AIM → Please render every line of the entries below as a Markdown table with the columns Row and Entry line, numbering each row and skipping blank lines. Leave the pictures out of the answer.
□ □ □
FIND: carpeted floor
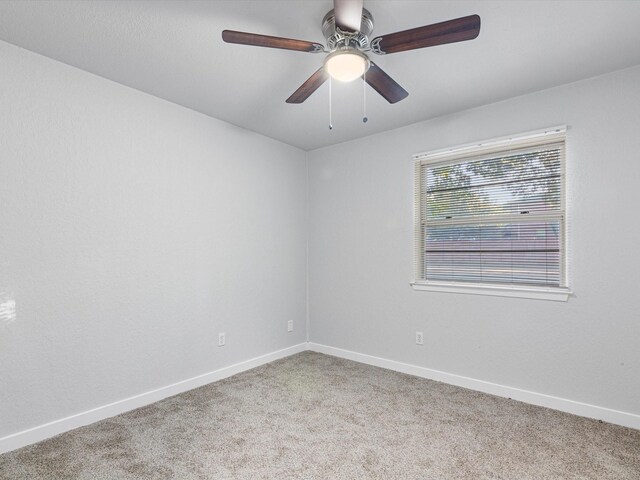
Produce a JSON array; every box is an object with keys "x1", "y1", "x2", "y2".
[{"x1": 0, "y1": 352, "x2": 640, "y2": 480}]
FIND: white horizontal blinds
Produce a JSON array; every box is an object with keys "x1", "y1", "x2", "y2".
[{"x1": 416, "y1": 131, "x2": 564, "y2": 286}]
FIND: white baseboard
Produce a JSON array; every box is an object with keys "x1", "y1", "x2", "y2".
[
  {"x1": 0, "y1": 343, "x2": 640, "y2": 454},
  {"x1": 0, "y1": 342, "x2": 307, "y2": 453},
  {"x1": 309, "y1": 343, "x2": 640, "y2": 430}
]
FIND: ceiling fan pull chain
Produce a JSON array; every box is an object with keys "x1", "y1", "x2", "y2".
[
  {"x1": 329, "y1": 77, "x2": 333, "y2": 130},
  {"x1": 362, "y1": 72, "x2": 369, "y2": 123}
]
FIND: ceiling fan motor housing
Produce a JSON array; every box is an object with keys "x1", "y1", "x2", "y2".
[{"x1": 322, "y1": 8, "x2": 373, "y2": 52}]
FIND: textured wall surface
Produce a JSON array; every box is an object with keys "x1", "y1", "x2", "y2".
[
  {"x1": 309, "y1": 67, "x2": 640, "y2": 414},
  {"x1": 0, "y1": 42, "x2": 307, "y2": 437}
]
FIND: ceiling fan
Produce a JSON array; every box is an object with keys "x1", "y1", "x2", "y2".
[{"x1": 222, "y1": 0, "x2": 480, "y2": 103}]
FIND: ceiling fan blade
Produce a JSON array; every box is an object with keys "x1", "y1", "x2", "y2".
[
  {"x1": 371, "y1": 15, "x2": 480, "y2": 53},
  {"x1": 222, "y1": 30, "x2": 324, "y2": 53},
  {"x1": 287, "y1": 67, "x2": 329, "y2": 103},
  {"x1": 364, "y1": 62, "x2": 409, "y2": 103},
  {"x1": 333, "y1": 0, "x2": 362, "y2": 32}
]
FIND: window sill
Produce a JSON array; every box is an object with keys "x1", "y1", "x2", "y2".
[{"x1": 411, "y1": 282, "x2": 572, "y2": 302}]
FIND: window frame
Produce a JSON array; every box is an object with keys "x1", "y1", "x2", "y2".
[{"x1": 410, "y1": 125, "x2": 572, "y2": 301}]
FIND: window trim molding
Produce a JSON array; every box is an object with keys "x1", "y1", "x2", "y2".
[
  {"x1": 410, "y1": 281, "x2": 573, "y2": 302},
  {"x1": 410, "y1": 125, "x2": 573, "y2": 302}
]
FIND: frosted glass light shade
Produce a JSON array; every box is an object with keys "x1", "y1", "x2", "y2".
[{"x1": 324, "y1": 50, "x2": 369, "y2": 82}]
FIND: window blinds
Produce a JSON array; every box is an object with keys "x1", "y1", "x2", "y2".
[{"x1": 416, "y1": 131, "x2": 565, "y2": 287}]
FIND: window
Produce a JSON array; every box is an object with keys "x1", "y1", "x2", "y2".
[{"x1": 412, "y1": 127, "x2": 570, "y2": 300}]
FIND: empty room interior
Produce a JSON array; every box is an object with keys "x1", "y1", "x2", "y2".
[{"x1": 0, "y1": 0, "x2": 640, "y2": 480}]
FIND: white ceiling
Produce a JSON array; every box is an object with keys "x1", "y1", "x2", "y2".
[{"x1": 0, "y1": 0, "x2": 640, "y2": 150}]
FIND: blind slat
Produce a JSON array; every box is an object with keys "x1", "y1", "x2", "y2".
[{"x1": 415, "y1": 132, "x2": 564, "y2": 286}]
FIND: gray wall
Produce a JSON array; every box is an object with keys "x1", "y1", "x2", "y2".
[
  {"x1": 0, "y1": 42, "x2": 307, "y2": 437},
  {"x1": 308, "y1": 67, "x2": 640, "y2": 413}
]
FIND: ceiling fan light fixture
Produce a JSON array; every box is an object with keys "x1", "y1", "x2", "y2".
[{"x1": 324, "y1": 49, "x2": 370, "y2": 82}]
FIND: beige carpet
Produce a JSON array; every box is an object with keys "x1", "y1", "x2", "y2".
[{"x1": 0, "y1": 352, "x2": 640, "y2": 480}]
□ □ □
EXPECTED ANSWER →
| Row | Entry line |
|---|---|
| 1 | FIND: carpeted floor |
| 2 | Produce a JSON array; every box is an object with keys "x1", "y1", "x2", "y2". |
| 3 | [{"x1": 0, "y1": 352, "x2": 640, "y2": 480}] |
| 4 | FIND: white horizontal blinds |
| 5 | Produce a JSON array; every box is an object with keys "x1", "y1", "x2", "y2". |
| 6 | [{"x1": 416, "y1": 131, "x2": 564, "y2": 286}] |
| 7 | FIND: white baseboard |
| 8 | Produce a JSON array; every box is an object with keys "x1", "y1", "x2", "y2". |
| 9 | [ |
| 10 |   {"x1": 0, "y1": 343, "x2": 640, "y2": 454}, |
| 11 |   {"x1": 0, "y1": 342, "x2": 307, "y2": 453}, |
| 12 |   {"x1": 309, "y1": 343, "x2": 640, "y2": 430} |
| 13 | ] |
| 14 | FIND: ceiling fan pull chain |
| 15 | Produce a JSON array; every box is an object with keys "x1", "y1", "x2", "y2". |
| 16 | [ |
| 17 |   {"x1": 329, "y1": 77, "x2": 333, "y2": 130}, |
| 18 |   {"x1": 362, "y1": 72, "x2": 369, "y2": 123} |
| 19 | ] |
| 20 | FIND: ceiling fan motor housing |
| 21 | Produce a JSON array; every box is an object with keys "x1", "y1", "x2", "y2". |
| 22 | [{"x1": 322, "y1": 8, "x2": 373, "y2": 52}] |
| 23 | FIND: textured wall surface |
| 24 | Produce a JSON array; every box is an object with keys "x1", "y1", "x2", "y2". |
| 25 | [ |
| 26 |   {"x1": 309, "y1": 67, "x2": 640, "y2": 414}, |
| 27 |   {"x1": 0, "y1": 42, "x2": 307, "y2": 437} |
| 28 | ] |
| 29 | FIND: ceiling fan |
| 30 | Produce a JSON array; every box is an object with keys "x1", "y1", "x2", "y2". |
| 31 | [{"x1": 222, "y1": 0, "x2": 480, "y2": 103}] |
| 32 | FIND: ceiling fan blade |
| 33 | Produce a JSON array; every box is an object with keys "x1", "y1", "x2", "y2". |
| 34 | [ |
| 35 |   {"x1": 371, "y1": 15, "x2": 480, "y2": 53}, |
| 36 |   {"x1": 222, "y1": 30, "x2": 324, "y2": 53}, |
| 37 |   {"x1": 287, "y1": 67, "x2": 329, "y2": 103}, |
| 38 |   {"x1": 364, "y1": 62, "x2": 409, "y2": 103}, |
| 39 |   {"x1": 333, "y1": 0, "x2": 362, "y2": 32} |
| 40 | ] |
| 41 | FIND: window sill |
| 42 | Produce a JSON array; every box is an object with keys "x1", "y1", "x2", "y2". |
| 43 | [{"x1": 411, "y1": 282, "x2": 572, "y2": 302}] |
| 44 | FIND: window frame |
| 45 | Produce a JSON array; every box is an object with keys "x1", "y1", "x2", "y2". |
| 46 | [{"x1": 410, "y1": 125, "x2": 572, "y2": 301}] |
| 47 | FIND: window trim molding |
| 48 | Produce a JSON array; every box is an object with keys "x1", "y1", "x2", "y2". |
| 49 | [ |
| 50 |   {"x1": 410, "y1": 281, "x2": 573, "y2": 302}, |
| 51 |   {"x1": 410, "y1": 125, "x2": 573, "y2": 302} |
| 52 | ] |
| 53 | FIND: frosted glass light shade |
| 54 | Produce a JSON array; every box is an object with keys "x1", "y1", "x2", "y2". |
| 55 | [{"x1": 324, "y1": 50, "x2": 369, "y2": 82}] |
| 56 | FIND: window blinds |
| 57 | Produce a JSON array; every box is an object with keys "x1", "y1", "x2", "y2". |
| 58 | [{"x1": 416, "y1": 131, "x2": 565, "y2": 287}] |
| 59 | FIND: window |
| 60 | Produce a JSON array; every box is an object with keys "x1", "y1", "x2", "y2". |
| 61 | [{"x1": 412, "y1": 127, "x2": 570, "y2": 300}] |
| 62 | FIND: empty room interior |
| 63 | Produce a JSON array; every box is an object with keys "x1", "y1", "x2", "y2". |
| 64 | [{"x1": 0, "y1": 0, "x2": 640, "y2": 480}] |
| 65 | FIND: white ceiling |
| 66 | Produce a JSON array; every box is an object with keys "x1", "y1", "x2", "y2". |
| 67 | [{"x1": 0, "y1": 0, "x2": 640, "y2": 150}] |
| 68 | FIND: blind slat |
| 69 | Produce a JSON array; every box is an object with keys "x1", "y1", "x2", "y2". |
| 70 | [{"x1": 415, "y1": 132, "x2": 564, "y2": 286}] |
| 71 | FIND: gray wall |
| 72 | Produce a JSON array; every box is an object with keys "x1", "y1", "x2", "y2". |
| 73 | [ |
| 74 |   {"x1": 0, "y1": 42, "x2": 307, "y2": 437}, |
| 75 |   {"x1": 308, "y1": 67, "x2": 640, "y2": 413} |
| 76 | ] |
| 77 | FIND: ceiling fan light fixture |
| 78 | Produce a JSON array; every box is an object with keys "x1", "y1", "x2", "y2". |
| 79 | [{"x1": 324, "y1": 49, "x2": 370, "y2": 82}] |
| 80 | FIND: beige carpet |
| 81 | Produce a JSON array; every box is an object with keys "x1", "y1", "x2", "y2". |
| 82 | [{"x1": 0, "y1": 352, "x2": 640, "y2": 480}] |